* **WHAT YOU SHOULD DO**
Return the full listing exactly as it is written.

* **SOURCE DATA**
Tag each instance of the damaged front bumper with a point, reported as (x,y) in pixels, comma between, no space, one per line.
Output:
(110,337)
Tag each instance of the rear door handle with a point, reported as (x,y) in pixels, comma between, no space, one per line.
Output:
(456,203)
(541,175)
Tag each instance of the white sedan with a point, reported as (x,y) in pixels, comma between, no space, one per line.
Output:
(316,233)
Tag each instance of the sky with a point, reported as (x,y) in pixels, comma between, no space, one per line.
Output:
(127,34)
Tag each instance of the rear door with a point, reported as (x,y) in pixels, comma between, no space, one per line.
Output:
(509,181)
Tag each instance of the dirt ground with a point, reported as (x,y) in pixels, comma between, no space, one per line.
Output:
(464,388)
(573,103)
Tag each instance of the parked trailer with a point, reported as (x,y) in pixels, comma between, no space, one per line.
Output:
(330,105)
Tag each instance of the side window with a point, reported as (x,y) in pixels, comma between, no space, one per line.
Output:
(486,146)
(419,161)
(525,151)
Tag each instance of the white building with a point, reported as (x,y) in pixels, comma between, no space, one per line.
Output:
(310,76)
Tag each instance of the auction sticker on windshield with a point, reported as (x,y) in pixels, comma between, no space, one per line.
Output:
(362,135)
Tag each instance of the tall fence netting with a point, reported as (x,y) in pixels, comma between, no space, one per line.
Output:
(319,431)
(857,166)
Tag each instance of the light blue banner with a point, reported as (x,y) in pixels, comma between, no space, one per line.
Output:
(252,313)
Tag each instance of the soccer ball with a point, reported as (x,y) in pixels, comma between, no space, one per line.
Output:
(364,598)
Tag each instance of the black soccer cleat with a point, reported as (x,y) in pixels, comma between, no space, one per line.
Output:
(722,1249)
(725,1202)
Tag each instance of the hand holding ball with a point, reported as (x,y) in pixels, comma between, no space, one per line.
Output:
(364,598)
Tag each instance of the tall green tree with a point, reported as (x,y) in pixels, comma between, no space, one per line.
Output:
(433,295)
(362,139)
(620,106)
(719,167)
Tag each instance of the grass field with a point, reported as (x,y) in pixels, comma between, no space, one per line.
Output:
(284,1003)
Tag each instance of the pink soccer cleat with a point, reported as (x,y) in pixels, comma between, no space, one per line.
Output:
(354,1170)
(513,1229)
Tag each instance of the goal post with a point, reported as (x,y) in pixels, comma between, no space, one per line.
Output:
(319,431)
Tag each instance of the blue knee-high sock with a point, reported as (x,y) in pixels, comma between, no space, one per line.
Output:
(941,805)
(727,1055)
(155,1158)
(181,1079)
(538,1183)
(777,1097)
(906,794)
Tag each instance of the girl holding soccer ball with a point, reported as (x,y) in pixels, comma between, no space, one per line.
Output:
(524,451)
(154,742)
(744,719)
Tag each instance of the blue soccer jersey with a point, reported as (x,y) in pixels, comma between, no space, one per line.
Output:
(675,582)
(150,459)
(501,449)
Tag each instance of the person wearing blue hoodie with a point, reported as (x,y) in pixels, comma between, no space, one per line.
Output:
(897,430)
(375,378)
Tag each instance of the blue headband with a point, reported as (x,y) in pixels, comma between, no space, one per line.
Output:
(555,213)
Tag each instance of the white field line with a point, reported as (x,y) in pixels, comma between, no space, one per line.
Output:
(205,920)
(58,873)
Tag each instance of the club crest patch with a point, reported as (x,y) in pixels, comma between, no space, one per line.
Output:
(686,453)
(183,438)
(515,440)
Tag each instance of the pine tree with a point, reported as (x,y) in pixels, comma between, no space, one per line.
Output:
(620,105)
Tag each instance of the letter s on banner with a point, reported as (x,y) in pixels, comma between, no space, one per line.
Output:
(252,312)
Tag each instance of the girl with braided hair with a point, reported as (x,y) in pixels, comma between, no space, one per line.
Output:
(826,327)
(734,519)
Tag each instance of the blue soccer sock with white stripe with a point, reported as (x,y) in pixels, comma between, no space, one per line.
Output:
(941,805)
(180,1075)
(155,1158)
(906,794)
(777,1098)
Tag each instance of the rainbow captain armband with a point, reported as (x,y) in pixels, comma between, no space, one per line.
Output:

* **ANSWER TO THE PROBLEM**
Tag each instance of the damaged front bumper with a point, reported as (x,y) in pixels, comma between, no space, one per line.
Output:
(110,337)
Tag each instance of the rear door handle with a point, reported as (x,y) in pixels, comma between, no space, one per line.
Output:
(456,203)
(541,175)
Tag each instance of the white sedan with a point, reported as (x,y) in pixels, comma between, no space, one per line.
Output:
(316,233)
Tag each instance of the sky with a point, reported as (x,y) in pixels, comma between, no space, one per line.
Output:
(127,34)
Tag each instance of the rear door with a point, reported as (x,y) in pixels, comma between, no space, one per line.
Output:
(509,181)
Tag each instance of the dirt ground with a point, reported as (x,y) in pixels, comma between, no space, one per line.
Output:
(464,388)
(573,103)
Tag each instance of the parked trailer with a point, reported as (x,y) in pixels, comma between, no space, one per line.
Output:
(330,105)
Tag each instance of the side window with a point, reported as (x,y) in pixels, comma between, no space, one per line.
Output:
(486,146)
(419,161)
(525,151)
Tag each instance of the white building with a point, reported as (x,y) in pixels, comma between, no space, one per line.
Output:
(310,76)
Tag each instance of the auction sticker on windshield with a point, reported as (x,y) in pixels, comma between, no space, one per line.
Output:
(362,135)
Tag each instance of the tall fence netting with a point, reported as (x,y) in pixels, comma between, no space, one per line.
Output:
(319,431)
(857,166)
Tag each instance of the light blue banner with a point, reported as (x,y) in pixels, comma between, no space, one per line.
Output:
(252,313)
Tag each instance of the soccer ball with a point, reported as (x,y) in pixels, comma between, no space, one per line.
Output:
(364,598)
Tag each instance of the black soccer cleat with a point, reported as (x,y) in pixels, comma between, no space, one per line.
Output:
(722,1249)
(725,1202)
Tag each instance of the hand holding ball with a point, reported as (x,y) in pixels, comma between, no space, one per line.
Output:
(364,598)
Tag each instance of the tall green tree with a point, reported as (x,y) in pixels, comma between, no space, one per line.
Output:
(433,295)
(362,139)
(620,106)
(719,167)
Tag each instance of the grass field with a point, reported as (x,y) in pixels, comma between, no space, one per line.
Output:
(284,1003)
Tag each instance of the pink soccer cleat with a point, reported as (x,y) in pixels, comma between, no space, one per line.
Output:
(354,1170)
(513,1229)
Tag each instance of the goal post with a point, reported as (x,y) in pixels, comma between, no space, one per line.
Output:
(319,431)
Tag each instance of the blue knee-high sock with a point, reported as (x,y) in pixels, comma between, no space, one per line.
Output:
(941,805)
(727,1055)
(155,1158)
(181,1079)
(538,1183)
(777,1097)
(906,794)
Tag each instance of the girl holding soccer ball with a point, reported as (x,y) in pixels, comma between, no space, one per line.
Output:
(524,451)
(154,742)
(744,719)
Tag each instance of the blue soccer jersey with a point, reported as (x,y) in pixels, comma between, no space, one per line.
Output:
(675,582)
(150,459)
(501,449)
Tag each instance of the person wearing blue hoodie with a point, reported as (x,y) in pixels, comma between, no space, one per line.
Output:
(897,430)
(375,378)
Tag each instance of the blue headband with a point, reported as (x,y) in pixels, comma between, no space, one per line.
Output:
(555,213)
Tag each instance of the white field line with a point, reported as (x,y) in pixels, comma between, no space, one per line.
Output:
(205,920)
(58,873)
Tag each instance of the club crest patch with a point, reported as (x,y) in pixels, comma between, no space, one per line.
Output:
(686,453)
(183,438)
(515,440)
Tag each instance of the pine tree with a point, reported as (x,y) in pixels, comma between, no space, one per line.
Output:
(620,105)
Tag each instance of the letter s on banner with a point, reported as (x,y) in pixels, comma between, no space, one per line.
Output:
(252,312)
Tag each instance of the girl with braided hair with a point, reported as (x,y) in pixels, comma between, no space, one per line.
Output:
(826,327)
(734,519)
Tag each instance of the blue soccer sock with white stripe with a point, reported as (x,y) in pixels, comma between, no space, one per line.
Output:
(941,805)
(180,1075)
(155,1158)
(906,794)
(777,1098)
Tag each instance of the rainbow captain armband with a point, reported as (x,y) in pixels, comma between, no space, one per line.
Output:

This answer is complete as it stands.